**What you need to do:**
Copy each of the entries below word for word, keeping every line as it appears.
◇ ◇ ◇ ◇
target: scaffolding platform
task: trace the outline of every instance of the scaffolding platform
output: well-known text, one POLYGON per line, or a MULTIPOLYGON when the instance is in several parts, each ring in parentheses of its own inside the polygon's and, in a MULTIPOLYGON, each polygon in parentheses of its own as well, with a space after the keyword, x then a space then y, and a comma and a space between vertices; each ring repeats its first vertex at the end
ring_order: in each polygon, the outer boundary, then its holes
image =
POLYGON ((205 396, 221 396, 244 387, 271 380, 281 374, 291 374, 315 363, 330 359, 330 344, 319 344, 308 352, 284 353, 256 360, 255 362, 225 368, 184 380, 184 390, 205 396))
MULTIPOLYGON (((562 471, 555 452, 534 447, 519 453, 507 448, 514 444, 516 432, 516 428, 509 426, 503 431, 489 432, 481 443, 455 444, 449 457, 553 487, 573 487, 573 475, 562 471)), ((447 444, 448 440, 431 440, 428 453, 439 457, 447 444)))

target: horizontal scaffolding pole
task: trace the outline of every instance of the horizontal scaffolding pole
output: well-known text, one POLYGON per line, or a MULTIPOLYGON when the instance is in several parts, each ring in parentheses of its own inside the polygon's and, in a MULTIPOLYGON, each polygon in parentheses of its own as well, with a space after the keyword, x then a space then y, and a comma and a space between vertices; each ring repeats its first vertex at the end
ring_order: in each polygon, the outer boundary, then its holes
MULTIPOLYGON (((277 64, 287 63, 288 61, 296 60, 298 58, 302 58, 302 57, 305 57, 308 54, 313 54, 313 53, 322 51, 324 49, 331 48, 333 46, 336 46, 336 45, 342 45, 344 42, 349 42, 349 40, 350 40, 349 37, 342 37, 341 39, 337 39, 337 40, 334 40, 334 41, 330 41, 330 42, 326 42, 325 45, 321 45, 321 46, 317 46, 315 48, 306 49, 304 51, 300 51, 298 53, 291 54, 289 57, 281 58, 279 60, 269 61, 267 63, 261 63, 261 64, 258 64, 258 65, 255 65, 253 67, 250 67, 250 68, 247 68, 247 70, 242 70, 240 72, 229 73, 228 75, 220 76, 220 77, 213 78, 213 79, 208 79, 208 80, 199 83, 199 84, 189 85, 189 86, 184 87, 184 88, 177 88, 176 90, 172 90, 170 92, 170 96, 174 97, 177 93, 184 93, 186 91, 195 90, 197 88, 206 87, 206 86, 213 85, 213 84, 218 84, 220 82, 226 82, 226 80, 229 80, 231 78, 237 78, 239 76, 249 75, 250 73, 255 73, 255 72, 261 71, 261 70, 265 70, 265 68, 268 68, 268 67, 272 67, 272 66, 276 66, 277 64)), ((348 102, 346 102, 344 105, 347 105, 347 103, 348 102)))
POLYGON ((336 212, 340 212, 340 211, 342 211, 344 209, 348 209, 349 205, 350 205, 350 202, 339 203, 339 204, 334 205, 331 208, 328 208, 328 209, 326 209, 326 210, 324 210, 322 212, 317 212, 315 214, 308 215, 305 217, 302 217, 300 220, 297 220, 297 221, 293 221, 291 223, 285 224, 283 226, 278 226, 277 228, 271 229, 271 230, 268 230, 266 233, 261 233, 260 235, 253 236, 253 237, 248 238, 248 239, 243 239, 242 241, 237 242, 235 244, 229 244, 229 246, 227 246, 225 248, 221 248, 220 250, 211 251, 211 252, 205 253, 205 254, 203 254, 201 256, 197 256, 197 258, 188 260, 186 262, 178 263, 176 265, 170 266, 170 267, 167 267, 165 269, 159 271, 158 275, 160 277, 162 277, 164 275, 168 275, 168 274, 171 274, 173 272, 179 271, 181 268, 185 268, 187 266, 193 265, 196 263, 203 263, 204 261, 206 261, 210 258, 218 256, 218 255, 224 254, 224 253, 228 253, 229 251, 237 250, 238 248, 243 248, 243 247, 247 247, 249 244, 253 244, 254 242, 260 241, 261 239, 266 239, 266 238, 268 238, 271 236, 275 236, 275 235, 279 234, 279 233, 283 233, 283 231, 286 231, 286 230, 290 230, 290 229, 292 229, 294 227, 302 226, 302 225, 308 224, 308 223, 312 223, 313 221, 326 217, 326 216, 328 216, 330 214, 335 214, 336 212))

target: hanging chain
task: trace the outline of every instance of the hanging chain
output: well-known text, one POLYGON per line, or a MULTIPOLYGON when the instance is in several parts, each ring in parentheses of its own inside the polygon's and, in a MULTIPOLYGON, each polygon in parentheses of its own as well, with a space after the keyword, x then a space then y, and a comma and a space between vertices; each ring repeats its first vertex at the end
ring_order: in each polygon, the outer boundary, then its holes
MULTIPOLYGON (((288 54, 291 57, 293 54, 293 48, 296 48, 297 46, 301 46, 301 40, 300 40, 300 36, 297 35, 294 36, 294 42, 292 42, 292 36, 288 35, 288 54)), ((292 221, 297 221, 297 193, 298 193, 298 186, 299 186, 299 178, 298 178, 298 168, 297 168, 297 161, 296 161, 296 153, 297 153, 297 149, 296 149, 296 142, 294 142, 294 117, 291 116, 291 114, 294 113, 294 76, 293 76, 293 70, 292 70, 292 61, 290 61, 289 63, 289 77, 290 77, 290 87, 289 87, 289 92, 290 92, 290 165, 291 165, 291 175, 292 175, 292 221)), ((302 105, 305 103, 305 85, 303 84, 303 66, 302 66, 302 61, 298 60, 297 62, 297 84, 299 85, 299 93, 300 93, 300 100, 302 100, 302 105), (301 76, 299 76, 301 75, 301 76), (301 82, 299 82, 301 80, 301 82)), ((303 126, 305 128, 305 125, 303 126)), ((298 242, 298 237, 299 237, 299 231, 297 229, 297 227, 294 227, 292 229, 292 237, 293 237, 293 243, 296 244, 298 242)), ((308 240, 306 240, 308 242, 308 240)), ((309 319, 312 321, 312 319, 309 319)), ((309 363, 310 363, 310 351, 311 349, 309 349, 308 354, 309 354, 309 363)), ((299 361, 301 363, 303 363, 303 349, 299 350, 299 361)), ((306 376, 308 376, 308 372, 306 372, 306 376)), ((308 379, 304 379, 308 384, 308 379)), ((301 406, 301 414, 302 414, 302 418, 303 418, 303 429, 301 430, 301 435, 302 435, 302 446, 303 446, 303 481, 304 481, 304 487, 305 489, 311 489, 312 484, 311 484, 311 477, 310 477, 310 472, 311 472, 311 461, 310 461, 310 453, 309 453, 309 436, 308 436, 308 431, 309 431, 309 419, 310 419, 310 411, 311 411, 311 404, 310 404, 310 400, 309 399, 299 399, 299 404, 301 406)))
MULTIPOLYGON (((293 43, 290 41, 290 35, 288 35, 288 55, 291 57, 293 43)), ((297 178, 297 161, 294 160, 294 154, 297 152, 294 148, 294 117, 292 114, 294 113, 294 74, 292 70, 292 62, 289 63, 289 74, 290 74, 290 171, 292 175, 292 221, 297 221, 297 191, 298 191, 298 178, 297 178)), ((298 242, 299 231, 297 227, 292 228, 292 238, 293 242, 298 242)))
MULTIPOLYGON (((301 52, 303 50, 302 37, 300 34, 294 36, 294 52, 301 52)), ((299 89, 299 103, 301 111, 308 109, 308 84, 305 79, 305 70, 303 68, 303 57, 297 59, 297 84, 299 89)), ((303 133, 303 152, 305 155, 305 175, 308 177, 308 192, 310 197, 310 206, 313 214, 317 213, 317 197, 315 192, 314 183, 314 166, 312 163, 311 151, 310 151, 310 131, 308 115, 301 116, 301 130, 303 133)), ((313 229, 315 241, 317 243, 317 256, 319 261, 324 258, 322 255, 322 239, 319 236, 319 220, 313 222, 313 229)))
◇ ◇ ◇ ◇
**Written response:**
target: scaffolding platform
task: trace the outline of every instance of the scaffolding platform
output: well-known text, one POLYGON per line, or a MULTIPOLYGON when the instance is in several parts, each ring in parentheses of its own inside the polygon's and, in a MULTIPOLYGON, each polygon in parentheses of its own as well, with a space after the keyword, x then a space then y, and a comma and a space between vertices; each ring repeats its first vertex at the end
ring_order: in each polygon, the outer boundary, then its holes
image =
POLYGON ((205 396, 221 396, 244 387, 271 380, 281 374, 291 374, 315 363, 330 359, 330 344, 319 344, 308 352, 284 353, 256 360, 255 362, 225 368, 184 380, 184 390, 205 396))
MULTIPOLYGON (((562 471, 555 452, 534 447, 519 453, 507 448, 514 444, 516 432, 516 428, 509 426, 503 431, 489 432, 481 443, 455 444, 449 457, 553 487, 573 487, 573 475, 562 471)), ((447 444, 448 440, 431 440, 428 453, 439 457, 447 444)))

target: horizontal scaffolding pole
task: trace the outline of every instance of the horizontal scaffolding pole
output: well-known text, one POLYGON per line, or a MULTIPOLYGON when the instance is in several parts, each ring in parentheses of its own inside the polygon's and, in a MULTIPOLYGON, each polygon in parentheses of its own as well, with a space after the keyword, x then a space then y, and a comma and a space between vertices; each ring repeats its first vertex at the end
ring_order: in each polygon, the outer boundary, then its holes
MULTIPOLYGON (((277 64, 287 63, 288 61, 296 60, 298 58, 302 58, 302 57, 305 57, 308 54, 313 54, 313 53, 322 51, 324 49, 331 48, 333 46, 336 46, 336 45, 342 45, 344 42, 349 42, 349 40, 350 40, 349 37, 342 37, 341 39, 337 39, 337 40, 334 40, 334 41, 330 41, 330 42, 326 42, 325 45, 321 45, 321 46, 317 46, 315 48, 306 49, 304 51, 300 51, 298 53, 291 54, 289 57, 281 58, 279 60, 269 61, 267 63, 261 63, 261 64, 258 64, 258 65, 255 65, 253 67, 250 67, 250 68, 247 68, 247 70, 242 70, 240 72, 229 73, 228 75, 220 76, 220 77, 213 78, 213 79, 208 79, 208 80, 199 83, 199 84, 189 85, 189 86, 184 87, 184 88, 177 88, 176 90, 172 90, 170 92, 170 96, 174 97, 177 93, 184 93, 186 91, 195 90, 197 88, 206 87, 206 86, 213 85, 213 84, 218 84, 220 82, 226 82, 226 80, 229 80, 231 78, 237 78, 239 76, 249 75, 250 73, 255 73, 255 72, 261 71, 261 70, 265 70, 265 68, 268 68, 268 67, 272 67, 272 66, 276 66, 277 64)), ((348 102, 346 102, 344 105, 347 105, 347 103, 348 102)))
POLYGON ((336 212, 340 212, 340 211, 342 211, 344 209, 348 209, 349 205, 350 205, 350 202, 339 203, 339 204, 334 205, 331 208, 328 208, 328 209, 326 209, 326 210, 324 210, 322 212, 317 212, 315 214, 308 215, 305 217, 302 217, 300 220, 297 220, 297 221, 293 221, 291 223, 285 224, 283 226, 278 226, 277 228, 271 229, 271 230, 268 230, 266 233, 261 233, 260 235, 253 236, 253 237, 248 238, 248 239, 243 239, 242 241, 237 242, 235 244, 229 244, 229 246, 227 246, 225 248, 221 248, 220 250, 211 251, 211 252, 205 253, 205 254, 203 254, 201 256, 197 256, 197 258, 188 260, 186 262, 178 263, 176 265, 170 266, 170 267, 167 267, 165 269, 159 271, 158 275, 160 277, 162 277, 164 275, 168 275, 168 274, 171 274, 173 272, 179 271, 181 268, 185 268, 187 266, 193 265, 196 263, 203 263, 204 261, 206 261, 210 258, 218 256, 218 255, 224 254, 224 253, 228 253, 229 251, 237 250, 238 248, 243 248, 243 247, 247 247, 249 244, 253 244, 254 242, 260 241, 261 239, 266 239, 266 238, 268 238, 271 236, 275 236, 275 235, 279 234, 279 233, 283 233, 283 231, 286 231, 286 230, 290 230, 290 229, 292 229, 294 227, 302 226, 302 225, 308 224, 308 223, 312 223, 313 221, 326 217, 326 216, 328 216, 330 214, 335 214, 336 212))

target: hanging chain
task: trace the outline of every instance of the hanging chain
output: well-known text, one POLYGON per line, or a MULTIPOLYGON when the instance is in several parts, each ring in parentheses of its own inside the polygon's and, in a MULTIPOLYGON, each polygon in parentheses of its own as well, with a space after the keyword, x then a space then y, and a comma and a space between vertices; each ring repeats its first vertex at the end
ring_order: in each polygon, the outer boundary, then its holes
MULTIPOLYGON (((288 54, 291 57, 293 54, 293 48, 296 48, 297 46, 301 46, 301 40, 300 40, 300 36, 297 35, 294 36, 294 42, 292 42, 292 36, 288 35, 288 54)), ((292 221, 297 221, 297 193, 298 193, 298 186, 299 186, 299 178, 298 178, 298 168, 297 168, 297 161, 296 161, 296 153, 297 153, 297 149, 296 149, 296 142, 294 142, 294 117, 291 116, 291 114, 294 113, 294 76, 293 76, 293 70, 292 70, 292 61, 290 61, 289 63, 289 77, 290 77, 290 87, 289 87, 289 92, 290 92, 290 165, 291 165, 291 175, 292 175, 292 221)), ((302 105, 305 103, 305 85, 303 84, 303 66, 302 66, 302 61, 298 60, 297 62, 297 84, 299 85, 299 93, 300 93, 300 100, 302 100, 302 105), (301 76, 299 76, 301 75, 301 76), (301 82, 299 82, 301 80, 301 82)), ((303 126, 305 128, 305 125, 303 126)), ((298 242, 298 237, 299 237, 299 231, 297 229, 297 227, 294 227, 292 229, 292 237, 293 237, 293 243, 296 244, 298 242)), ((308 240, 306 240, 308 242, 308 240)), ((309 319, 312 321, 312 319, 309 319)), ((309 363, 310 363, 310 351, 311 349, 309 349, 308 354, 309 354, 309 363)), ((299 361, 301 363, 303 363, 303 349, 299 350, 299 361)), ((306 376, 308 376, 308 372, 306 372, 306 376)), ((308 379, 304 379, 308 384, 308 379)), ((301 406, 301 414, 302 414, 302 418, 303 418, 303 429, 301 430, 301 435, 302 435, 302 446, 303 446, 303 481, 304 481, 304 487, 305 489, 311 489, 312 484, 311 484, 311 477, 310 477, 310 472, 311 472, 311 461, 310 461, 310 453, 309 453, 309 436, 308 436, 308 431, 309 431, 309 419, 310 419, 310 411, 311 411, 311 404, 310 404, 310 400, 309 399, 299 399, 299 404, 301 406)))
MULTIPOLYGON (((293 43, 290 41, 290 35, 288 35, 288 55, 291 57, 293 43)), ((297 178, 297 161, 294 160, 294 154, 297 152, 294 148, 294 117, 292 114, 294 113, 294 74, 292 70, 292 62, 289 63, 289 74, 290 74, 290 171, 292 175, 292 221, 297 221, 297 191, 298 191, 298 178, 297 178)), ((298 242, 299 231, 297 227, 292 228, 292 238, 293 242, 298 242)))
MULTIPOLYGON (((301 52, 303 50, 302 37, 300 34, 294 36, 294 52, 301 52)), ((299 89, 299 103, 301 111, 308 109, 308 84, 305 79, 305 70, 303 68, 303 57, 297 59, 297 84, 299 89)), ((303 133, 303 152, 305 155, 305 175, 308 177, 308 192, 310 197, 310 206, 313 214, 317 213, 317 197, 315 192, 314 183, 314 166, 312 163, 311 151, 310 151, 310 131, 308 115, 301 116, 301 130, 303 133)), ((313 229, 315 241, 317 243, 317 256, 319 261, 324 258, 322 255, 322 239, 319 236, 319 220, 313 222, 313 229)))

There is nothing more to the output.